▸ Tasks to carry out
(1) According to the article about the US consulate closing in Chengdu, at what time was the US flag lowered?
(2) From the article about the US consulate closing in Chengdu, copy out the passage starting with "Several played the" and going on through "city of Chengdu.".

▸ Extract to read
:::

‘The happiest day of my life’: US-China relationship ends in Chengdu
Good-natured crowd witnesses Chinese officials moving in as US consulate closes
As the CNN crew tried to shoot a live broadcast in front of what was now the former US consulate in Chengdu, a group of Chinese patriots attempted to drown the reporter out in song.
“Without the Communist Party there would be no new China, ” they sang at the top of their voices, a classic in the party’s repertoire and one favoured by Mao Zedong and featured in the iconic 1965 propaganda musical The East is Red.
Several played the song on their phones, waving them above their heads, with the tune accompanied by video clips of storming People’s Liberation Army troops.
Despite the militant images, the mood was good-natured and the American news crew took it in their stride, singing and humming along with the crowd at times.
They were all gathered to witness the end of a 35-year relationship.
At 6.18am on Monday morning, the US flag was slowly lowered in the consulate courtyard, folded by a marine and handed to Jim Mullinax, the US consul general in the southwest city of Chengdu.

:::

▸ Given records

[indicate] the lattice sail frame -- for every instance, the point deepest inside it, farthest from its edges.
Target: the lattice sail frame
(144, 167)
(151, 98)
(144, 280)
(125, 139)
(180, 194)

:::

▸ The responses
(1) At 6.18am on Monday morning.

(2)
Several played the song on their phones, waving them above their heads, with the tune accompanied by video clips of storming People’s Liberation Army troops.
Despite the militant images, the mood was good-natured and the American news crew took it in their stride, singing and humming along with the crowd at times.
They were all gathered to witness the end of a 35-year relationship.
At 6.18am on Monday morning, the US flag was slowly lowered in the consulate courtyard, folded by a marine and handed to Jim Mullinax, the US consul general in the southwest city of Chengdu.